## Задание
Ответьте на вопросы по приведенному ниже очерку о гитлеровцах.
1. С чем лейтенант сравнил убеждения многих гитлеровцев?
2. Какой ресторан Гданьска арендовали на день для съемок?
3. Под каким названием через два дня на экранах Германии появились снятые в ресторане кадры?

## Источник
####

Хорошо сказал один наш лейтенант о многих гитлеровцах в оккупированных нами областях Германии.
– Их убеждения складываются, как перочинный нож.
Но нож и в сложенном виде не перестает быть ножом. И лезвие его, упрятанное в невинный черенок, отравлено.
Мы проехали десятки германских городов – от Кюстрина на Одере до побережья Балтики – и беседовали с рядом гитлеровцев.
Что поражает в большинстве из них – это полное отсутствие человеческого достоинства. Сегодня они играют в раскаяние, строят постные физиономии, изображают монашеское смирение. Но часто это всего лишь игра. Если порыться у многих в «заднем кармане», то можно найти отравленный кинжал, – быть может, и сложенный наподобие перочинного ножика.
Вот некоторые беглые зарисовки членов гитлеровской партии, с которыми нам приходилось беседовать.
Клаус Ордовский – работник группы кинохроники при Гданьском гаулейтере Форстере. Он по профессии – кинооператор и режиссер документальных фильмов. Впрочем, документальными эти фильмы назвать весьма трудно по причинам, о которых речь будет ниже…
У Клауса Орловского так называемая артистическая внешность. Тонкое, немного женственное лицо, седой венец волос вокруг «благородного» арийского черепа. Седые, косматые брови. Руки музыканта. Железный перстень на длинном тонком пальце. Когда говорит, часто облизывает розовые узкие губы.
Что же снимал господин режиссер?
– Разные события в жизни нашего города, – объясняет он услужливо. – Приезд рейхсминистра доктора Геббельса. Выступление господина Фрика. Разные рекламные кадры… И некоторые инсценировки…
Что за «некоторые инсценировки»? Господин Клаус Ордовский молчит. Впрочем, пожалуйста, он может рассказать. Он готов все рассказать советским офицерам. Ведь он же не виноват, – его заставляли эти проклятые главари, удравшие в последний момент из Гданьска на подводной лодке.
В 1941 году, перед началом массовых уничтожений поляков и евреев, понадобилась соответствующая агитационная кинохроника. Клаус Ордовский написал небольшой сценарий, – он ведь немножко литератор. Сценарий был прочитан и утвержден местным руководителем войск СС Вильгельмом Хут.
Сразу же начали с'емки. Был арендован на день лучший ресторан Гданьска «Альказар», столы уставлены яствами, шампанским, хрусталем. Из концлагеря Кокошкен были привезены несколько десятков евреев. Их побрили, велели снять лохмотья, надели на них отличные костюмы. Потом посадили за столы «Альказара».
Осветители установили аппаратуру. Загудели «юпитеры». Господин Клаус Ордовский крикнул в рупор: «Приготовиться! Снимаю!» Несчастные, полуживые люди, вытащенные из концлагеря, по команде подняли бокалы. Музыканты на эстраде взвили смычки.
Через два дня на экранах Германии появились сенсационные кадры: «Роскошная жизнь евреев».
Поляку из лагеря дали в руки хлыст и приказали взмахнуть им над спиной немецкого мальчика. Кадры, получившиеся в результате этой инсценировки, назывались: «Польский помещик издевается над немецким ребенком».

####

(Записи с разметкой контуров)
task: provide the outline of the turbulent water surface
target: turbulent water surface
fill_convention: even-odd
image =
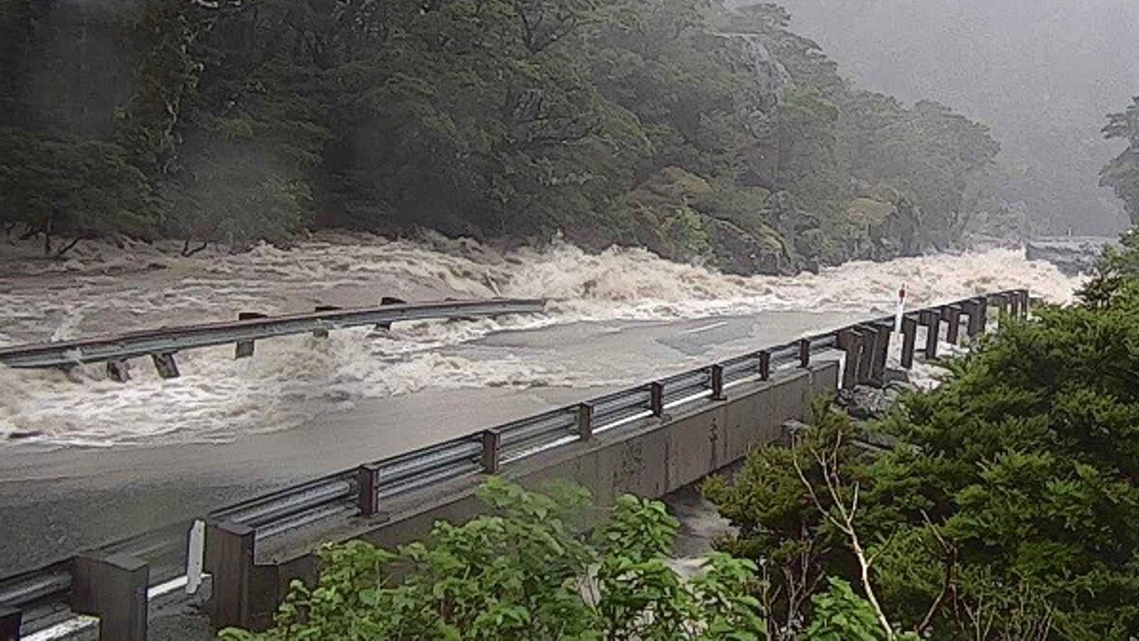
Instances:
[[[486,340],[501,332],[780,310],[882,314],[893,309],[903,283],[913,306],[1022,286],[1064,301],[1076,283],[1018,250],[738,277],[642,250],[589,254],[554,244],[503,253],[462,241],[344,234],[318,235],[289,250],[263,245],[190,258],[141,244],[76,249],[65,262],[30,260],[19,248],[0,257],[0,344],[218,320],[238,311],[370,306],[384,295],[550,302],[540,316],[261,341],[256,356],[243,360],[232,359],[231,347],[190,351],[179,355],[183,375],[169,381],[144,360],[126,384],[107,380],[97,366],[69,373],[0,368],[0,436],[8,441],[0,447],[229,441],[288,429],[329,407],[424,389],[612,386],[649,375]]]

####

## Выполненное задание
1. С перочинным ножом: их убеждения складываются, как перочинный нож.
2. Ресторан «Альказар».
3. «Роскошная жизнь евреев».